Problem details
Retype all of the entries word for word.

The records
•••

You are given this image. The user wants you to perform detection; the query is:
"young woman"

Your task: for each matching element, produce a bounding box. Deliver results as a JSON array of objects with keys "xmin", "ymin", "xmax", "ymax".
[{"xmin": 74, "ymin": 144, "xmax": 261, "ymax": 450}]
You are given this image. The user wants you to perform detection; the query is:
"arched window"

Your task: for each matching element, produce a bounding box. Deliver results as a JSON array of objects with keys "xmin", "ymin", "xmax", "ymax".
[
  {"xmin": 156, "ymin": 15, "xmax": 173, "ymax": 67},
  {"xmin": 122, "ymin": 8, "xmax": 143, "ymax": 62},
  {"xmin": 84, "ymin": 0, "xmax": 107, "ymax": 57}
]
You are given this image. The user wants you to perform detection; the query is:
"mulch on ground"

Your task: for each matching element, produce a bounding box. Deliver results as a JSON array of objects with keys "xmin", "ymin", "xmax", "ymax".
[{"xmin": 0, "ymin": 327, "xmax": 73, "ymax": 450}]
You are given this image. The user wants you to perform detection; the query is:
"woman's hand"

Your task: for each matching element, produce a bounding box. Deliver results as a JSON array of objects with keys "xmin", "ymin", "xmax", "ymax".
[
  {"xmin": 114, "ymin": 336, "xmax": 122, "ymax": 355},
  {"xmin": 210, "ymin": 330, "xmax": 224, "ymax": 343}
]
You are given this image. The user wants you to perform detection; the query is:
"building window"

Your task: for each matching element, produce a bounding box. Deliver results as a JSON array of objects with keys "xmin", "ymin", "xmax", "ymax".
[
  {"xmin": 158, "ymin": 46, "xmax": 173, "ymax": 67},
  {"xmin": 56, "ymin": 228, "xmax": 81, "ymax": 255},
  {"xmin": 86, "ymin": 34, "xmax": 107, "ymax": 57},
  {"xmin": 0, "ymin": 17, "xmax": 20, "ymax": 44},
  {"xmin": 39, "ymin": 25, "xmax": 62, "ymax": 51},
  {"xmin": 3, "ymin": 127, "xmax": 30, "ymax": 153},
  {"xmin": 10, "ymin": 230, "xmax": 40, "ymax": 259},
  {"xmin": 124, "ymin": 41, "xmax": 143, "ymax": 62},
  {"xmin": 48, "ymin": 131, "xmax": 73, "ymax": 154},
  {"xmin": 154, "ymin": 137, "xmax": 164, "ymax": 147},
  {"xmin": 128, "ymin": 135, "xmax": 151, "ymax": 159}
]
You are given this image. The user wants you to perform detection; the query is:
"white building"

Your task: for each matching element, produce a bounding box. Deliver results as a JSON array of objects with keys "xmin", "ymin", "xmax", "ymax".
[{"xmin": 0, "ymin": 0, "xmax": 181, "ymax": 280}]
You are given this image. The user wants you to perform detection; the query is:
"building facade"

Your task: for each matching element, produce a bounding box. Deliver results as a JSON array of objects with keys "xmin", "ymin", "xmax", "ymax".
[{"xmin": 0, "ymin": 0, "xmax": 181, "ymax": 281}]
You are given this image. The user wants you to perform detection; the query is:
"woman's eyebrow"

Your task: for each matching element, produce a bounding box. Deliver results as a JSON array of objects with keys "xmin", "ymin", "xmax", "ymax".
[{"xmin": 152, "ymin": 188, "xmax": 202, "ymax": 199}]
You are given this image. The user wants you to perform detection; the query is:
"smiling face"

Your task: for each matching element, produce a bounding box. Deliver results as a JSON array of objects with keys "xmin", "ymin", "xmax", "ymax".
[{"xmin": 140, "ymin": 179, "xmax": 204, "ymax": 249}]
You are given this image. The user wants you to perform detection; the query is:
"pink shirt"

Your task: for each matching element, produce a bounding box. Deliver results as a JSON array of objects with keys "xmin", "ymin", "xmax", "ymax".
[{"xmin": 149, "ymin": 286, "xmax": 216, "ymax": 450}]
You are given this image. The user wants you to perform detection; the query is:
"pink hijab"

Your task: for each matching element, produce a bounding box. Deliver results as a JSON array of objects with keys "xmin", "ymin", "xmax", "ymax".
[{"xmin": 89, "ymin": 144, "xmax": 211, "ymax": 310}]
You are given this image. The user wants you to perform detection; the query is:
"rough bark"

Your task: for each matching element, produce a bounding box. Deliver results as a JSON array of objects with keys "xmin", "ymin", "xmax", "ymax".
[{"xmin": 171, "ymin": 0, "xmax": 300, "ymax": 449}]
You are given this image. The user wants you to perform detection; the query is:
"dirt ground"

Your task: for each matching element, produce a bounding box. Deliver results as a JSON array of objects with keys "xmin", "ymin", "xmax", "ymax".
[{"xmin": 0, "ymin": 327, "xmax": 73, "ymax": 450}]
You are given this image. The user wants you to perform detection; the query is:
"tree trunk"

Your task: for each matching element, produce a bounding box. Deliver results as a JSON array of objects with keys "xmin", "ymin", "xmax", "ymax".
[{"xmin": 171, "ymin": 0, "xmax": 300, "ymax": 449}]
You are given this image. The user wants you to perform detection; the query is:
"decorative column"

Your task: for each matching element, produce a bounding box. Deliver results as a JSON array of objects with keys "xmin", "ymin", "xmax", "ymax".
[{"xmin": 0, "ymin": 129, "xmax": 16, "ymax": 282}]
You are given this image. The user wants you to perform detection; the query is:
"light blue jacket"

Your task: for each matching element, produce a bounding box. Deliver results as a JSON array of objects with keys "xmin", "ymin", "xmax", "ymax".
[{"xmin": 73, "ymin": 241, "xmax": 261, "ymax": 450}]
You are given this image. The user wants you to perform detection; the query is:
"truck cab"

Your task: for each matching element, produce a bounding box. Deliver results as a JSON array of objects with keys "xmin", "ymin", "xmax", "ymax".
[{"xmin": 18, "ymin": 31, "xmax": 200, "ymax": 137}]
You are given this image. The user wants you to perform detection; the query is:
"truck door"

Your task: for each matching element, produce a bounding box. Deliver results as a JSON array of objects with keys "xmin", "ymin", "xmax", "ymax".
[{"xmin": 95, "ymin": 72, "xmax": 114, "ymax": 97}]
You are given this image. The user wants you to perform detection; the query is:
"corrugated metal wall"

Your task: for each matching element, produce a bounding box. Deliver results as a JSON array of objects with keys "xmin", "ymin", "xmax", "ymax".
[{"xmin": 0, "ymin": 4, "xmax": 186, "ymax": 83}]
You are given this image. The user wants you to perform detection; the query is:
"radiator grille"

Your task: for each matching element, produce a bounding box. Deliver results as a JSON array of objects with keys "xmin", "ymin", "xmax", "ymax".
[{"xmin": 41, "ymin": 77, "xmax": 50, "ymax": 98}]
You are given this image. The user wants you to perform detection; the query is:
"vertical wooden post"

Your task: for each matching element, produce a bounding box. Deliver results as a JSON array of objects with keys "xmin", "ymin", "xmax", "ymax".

•••

Written reply
You are given this image. The user wants you to perform detection; the query is:
"young woman"

Your task: for each matching element, produce a bounding box. Deliver results as a JSON array of objects with keys "xmin", "ymin", "xmax", "ymax".
[{"xmin": 74, "ymin": 144, "xmax": 261, "ymax": 450}]
You are given this image. The user wants you to perform detection; the query is:
"arched window"

Your task: for each matching element, produce a bounding box. Deliver results as a JSON array of objects with keys "xmin", "ymin", "xmax", "ymax".
[
  {"xmin": 156, "ymin": 15, "xmax": 173, "ymax": 67},
  {"xmin": 122, "ymin": 8, "xmax": 143, "ymax": 62},
  {"xmin": 84, "ymin": 0, "xmax": 107, "ymax": 57}
]
You are given this image. The user wants you to perform detection; the query is:
"mulch on ground"

Your task: for each matching element, produce a bounding box. Deliver results as a JSON array of objects with keys "xmin", "ymin", "xmax", "ymax".
[{"xmin": 0, "ymin": 327, "xmax": 73, "ymax": 450}]
You are given this image. The user wants you to perform detection; the query is:
"woman's hand"

Your task: for each matching element, produce a bounding box. Deliver results as a JSON array of objects with keys "xmin", "ymin", "xmax", "ymax".
[
  {"xmin": 114, "ymin": 336, "xmax": 122, "ymax": 355},
  {"xmin": 210, "ymin": 330, "xmax": 224, "ymax": 343}
]
You are given this image. The user wants you to perform detection; the query is:
"building window"

Your task: for each matching element, produce a bounding box. Deliver results as a JSON array of objects with keys "xmin", "ymin", "xmax", "ymax".
[
  {"xmin": 158, "ymin": 46, "xmax": 173, "ymax": 67},
  {"xmin": 56, "ymin": 228, "xmax": 81, "ymax": 255},
  {"xmin": 86, "ymin": 34, "xmax": 107, "ymax": 57},
  {"xmin": 0, "ymin": 17, "xmax": 20, "ymax": 44},
  {"xmin": 39, "ymin": 25, "xmax": 62, "ymax": 51},
  {"xmin": 3, "ymin": 127, "xmax": 30, "ymax": 153},
  {"xmin": 10, "ymin": 230, "xmax": 40, "ymax": 259},
  {"xmin": 124, "ymin": 41, "xmax": 143, "ymax": 62},
  {"xmin": 48, "ymin": 131, "xmax": 73, "ymax": 154},
  {"xmin": 154, "ymin": 137, "xmax": 164, "ymax": 147},
  {"xmin": 128, "ymin": 135, "xmax": 151, "ymax": 159}
]
You are given this image. The user wants you to perform detection; the query is:
"white building"

Your task: for each matching element, produce a bounding box. Deliver results as a JSON array of objects with keys "xmin", "ymin", "xmax", "ymax".
[{"xmin": 0, "ymin": 0, "xmax": 181, "ymax": 280}]
You are given this image. The user wants you to perform detection; the query is:
"building facade"

Your task: for each matching element, produce a bounding box. Deliver results as a JSON array of objects with keys "xmin", "ymin", "xmax", "ymax".
[{"xmin": 0, "ymin": 0, "xmax": 181, "ymax": 281}]
You are given this image. The user wants you to perform detection; the query is:
"woman's eyebrow"

Your task: for each matching element, produce a bounding box. Deliver results as a JSON array of objects with keys "xmin", "ymin", "xmax", "ymax".
[{"xmin": 152, "ymin": 188, "xmax": 202, "ymax": 199}]
You are given this image. The user wants you to perform detection; the query is:
"smiling face"

Your task: for each matching element, produce a bounding box. Deliver results as a JSON array of objects with keys "xmin", "ymin", "xmax", "ymax".
[{"xmin": 140, "ymin": 179, "xmax": 204, "ymax": 249}]
You are given this image. The user wants you to perform detection; the query is:
"pink shirt"

Your task: for each matching element, produce a bounding box. Deliver results as a JSON array of objects with keys "xmin", "ymin", "xmax", "ymax".
[{"xmin": 149, "ymin": 286, "xmax": 216, "ymax": 450}]
You are given this image. The user wants you to perform detection; the query is:
"pink hijab"

Your task: for each matching element, produce a bounding box. Deliver results as a JSON array of objects with keys "xmin", "ymin", "xmax", "ymax".
[{"xmin": 89, "ymin": 144, "xmax": 211, "ymax": 310}]
You are given this image. The user wants you to perform detection; the query is:
"rough bark"

Your task: for each matching element, produce a bounding box. Deliver results as a JSON array of objects with keys "xmin", "ymin", "xmax", "ymax".
[{"xmin": 171, "ymin": 0, "xmax": 300, "ymax": 449}]
You are given this image. The user wants you to perform detection; the query is:
"dirt ground"

Your task: for each matching element, produce a bounding box. Deliver results as a JSON array of objects with keys "xmin", "ymin", "xmax", "ymax".
[{"xmin": 0, "ymin": 327, "xmax": 73, "ymax": 450}]
You are given this image. The user wants you to perform detection; the query is:
"tree trunk"

Your task: for each matching element, produce a bounding box. Deliver results as a JSON array of objects with keys "xmin", "ymin", "xmax", "ymax".
[{"xmin": 171, "ymin": 0, "xmax": 300, "ymax": 449}]
You are given this image. The user wants you to perform detection; the query is:
"decorative column"

Your task: for each matching element, produce a bounding box. Deliver results as a JSON array of objects with keys "xmin", "ymin", "xmax", "ymax".
[{"xmin": 0, "ymin": 129, "xmax": 16, "ymax": 282}]
You are given this image. The user wants you to perform detection; the query is:
"light blue jacket"

Your task: for each matching element, produce a bounding box. Deliver results as a JSON array of objects with keys "xmin", "ymin", "xmax", "ymax".
[{"xmin": 73, "ymin": 241, "xmax": 261, "ymax": 450}]
You are given this image. The user wants you to perform detection; the query is:
"truck cab"

Your task: for each matching element, produce a bounding box. Deliver results as a JSON array of objects with keys "xmin", "ymin", "xmax", "ymax".
[{"xmin": 18, "ymin": 31, "xmax": 200, "ymax": 137}]
You are given this image. The user wants you to perform detection; the query is:
"truck door"

Your task: for each matching element, produce a bounding box. Deliver results as a JSON array of objects with keys "xmin", "ymin", "xmax", "ymax".
[{"xmin": 95, "ymin": 72, "xmax": 114, "ymax": 97}]
You are given this image. The user wants you to perform detection; the query is:
"corrugated metal wall"

Your task: for each matching element, produce a bounding box. Deliver results as a JSON array of objects with keys "xmin", "ymin", "xmax", "ymax".
[{"xmin": 0, "ymin": 4, "xmax": 186, "ymax": 83}]
You are given this image. The user wants you to perform detection; the query is:
"radiator grille"

Your task: for each matching element, produce a bounding box. Deliver results as a JSON array of objects with keys "xmin", "ymin", "xmax", "ymax".
[{"xmin": 41, "ymin": 77, "xmax": 50, "ymax": 98}]
You are given this image. The user wants you to perform detection; the query is:
"vertical wooden post"

Your task: for each matching element, produce a bounding box. Deliver results as a JSON array of objects with keys "xmin", "ymin", "xmax", "ymax".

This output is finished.